- **Given problem A**:
Using the McNeese history text, please explain why the faculty took part in little social activity.
** Begin Document extract **
In the fall, Mrs. Margery Wilson directed Ladies in Retirement with Joyce Moebius, Janet McGinty, Marilyn Houser, Ray Rust, Constance Bonsall, Gloria
Robinson, and Bernice LaFleur. The spring play was Letters to Lucerne; the cast
consisted of Patsy Heidt, Peggy Vestal, Joan Rich, Jackie Richardson, Marathell
McArtor, Dorothy Wilson, Edith Abrahams, Connie Bonsall, Maurice Burns, Bob
McManus, and Albert Manuel. (11) Three students, Edith Abrahams, Adrienne Managan, and Bob Leake,
distinguished themselves with a straight A average in the fall semester. In the
spring, Phi Theta Kappa honorary scholastic fraternity inducted freshmen Edith
Abrahams, Perry Anderson, Almalee Clark, Johnny DeRouen, Katherine Harris,
Thomas Lipscombe, Marilyn Managan, Connie Mobley, Nancy Mutersbaugh, Hazel
Sockrider, June Spangler, and Herman Vincent. Fraternity president Adrienne
Managan completed McNeese and moved on to LSU at the end of the fall semester;
she was replaced by Joyce Moebius. Patrick L. Ford was cadet captain and
commander of the ROTC unit in the fall, succeeded by Dudley Doiron in the
spring, with Donald Palmer as his first lieutenant. Time Magazine conducted a
contest on current events among college students in the spring of 1946, and in
mid-March Benny Milam, one of the veterans attending McNeese, had the highest
score in the nation. (12) In January what was apparently the first exhibit of student art in McNeese
history was presented by Mrs. Wilson’s students. Margaret Hebert, Dorothy
Scoggins, and Betty Dixon showed oils, and Nancy Mutersbaugh, Mary Helen Harper,
and Aline Benoit showed water colors. Near the end of the semester two music
majors, Juanita Dark, contralto, and Wilma Jean Stevenson, pianist, gave spring
recitals. Nor should it be forgotten that Mr. James M. McLemore of the LSU Board
of Supervisors, working from photographs, selected Jane White, Betty Dixon, Eldride Mae Mitchell, and Lucille Farquhar as the "four most beautiful coeds" of
McNeese. (13) The faculty was too busy teaching the unexpectedly large classes to indulge
in much social activity. In November C. A. Girard entertained the Rotary Club
with two themes from Rachmaninoff’s Second Concerto, followed by a medley of
Gershwin, and concluding with "Basin Street Blues." Girard was a superb jazz
pianist as well as a scholar. Donald Millet was practically a one-man speaking
bureau during this academic year. In January Major Jack Kelley
replaced Captain John Van C. Koppelman as Professor of Military Science and
Tactics, and in March it was announced that Ada Sabatier would return from active
duty in the Navy in the fall and take over her history classes. (14) Wayne Cusic was "the coach" at McNeese during this first season of
intercollegiate athletics. Twenty-two men came out for the first football
practice, and 15 of them became regular players. The center was a young man
named Roy Butchee. Joe Morgan and Bobby Bland played tackle and Seaman Mayo,
Bill Taylor, and Bill Blanda were guards. Jack Doland, Ben
White, and Clarence Theriot were ends, and Johnny Eckhardt, Billy Brown, Charles
Hamerley, Reed Stephens, Harold Singleton, and Pat Ford were the backs. Six
games were scheduled, but two were with Louisiana College and two more with
Northeastern. The last two games were with a U. S. Merchant Marine team from
Gulfport and with Pearl River Junior College at Poplarville, Mississippi. The
McNeese team was selected to play Pearl River, whom it had defeated earlier, in
the Tung Oil Bowl at Poplarville. Pearl River managed to win this last contest.
** End Document extract **
** Begin Supplied information **
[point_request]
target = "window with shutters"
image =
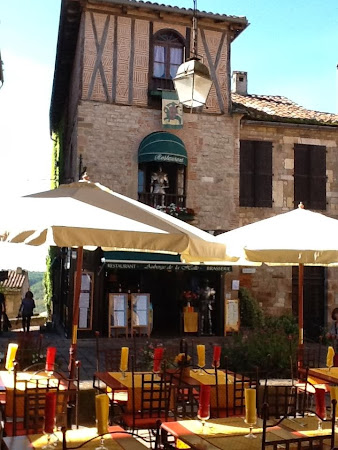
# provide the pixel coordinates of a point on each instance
(255, 174)
(167, 55)
(310, 176)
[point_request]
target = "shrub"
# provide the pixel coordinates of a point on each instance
(251, 314)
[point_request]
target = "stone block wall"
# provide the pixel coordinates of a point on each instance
(109, 137)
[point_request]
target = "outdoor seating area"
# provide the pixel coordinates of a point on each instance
(186, 395)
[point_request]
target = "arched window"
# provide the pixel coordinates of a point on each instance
(168, 54)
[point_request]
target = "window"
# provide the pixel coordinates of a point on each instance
(175, 184)
(310, 176)
(167, 56)
(255, 174)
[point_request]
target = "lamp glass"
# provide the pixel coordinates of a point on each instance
(192, 83)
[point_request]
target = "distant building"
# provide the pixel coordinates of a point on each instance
(239, 159)
(14, 289)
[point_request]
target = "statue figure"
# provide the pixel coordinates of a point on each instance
(206, 302)
(159, 182)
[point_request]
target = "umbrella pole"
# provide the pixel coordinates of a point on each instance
(301, 312)
(73, 347)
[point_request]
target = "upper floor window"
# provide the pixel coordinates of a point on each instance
(310, 176)
(168, 54)
(255, 174)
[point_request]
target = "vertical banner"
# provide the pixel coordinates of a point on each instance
(172, 110)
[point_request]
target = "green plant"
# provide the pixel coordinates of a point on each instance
(146, 356)
(251, 314)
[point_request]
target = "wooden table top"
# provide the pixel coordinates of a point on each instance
(324, 374)
(115, 441)
(229, 433)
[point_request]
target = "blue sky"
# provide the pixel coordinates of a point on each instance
(289, 49)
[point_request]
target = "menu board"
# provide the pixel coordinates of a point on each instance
(86, 301)
(140, 303)
(231, 311)
(118, 313)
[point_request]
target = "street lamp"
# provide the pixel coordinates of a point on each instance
(192, 81)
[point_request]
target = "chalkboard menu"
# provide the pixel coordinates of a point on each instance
(231, 311)
(118, 314)
(140, 323)
(86, 301)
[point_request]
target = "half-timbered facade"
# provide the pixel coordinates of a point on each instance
(239, 159)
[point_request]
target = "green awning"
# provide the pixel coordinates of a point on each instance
(162, 147)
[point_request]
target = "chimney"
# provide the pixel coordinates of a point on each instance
(240, 83)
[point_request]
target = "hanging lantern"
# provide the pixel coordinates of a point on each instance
(192, 83)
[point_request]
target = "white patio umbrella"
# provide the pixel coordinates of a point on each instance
(298, 237)
(88, 214)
** End Supplied information **
- **Given problem B**:
How many lines of the records contain the word "umbrella"? Give only the number.

- **Written response A**:
The faculty was too busy teaching the unexpectedly large classes to indulge in much social activity.

- **Written response B**:
2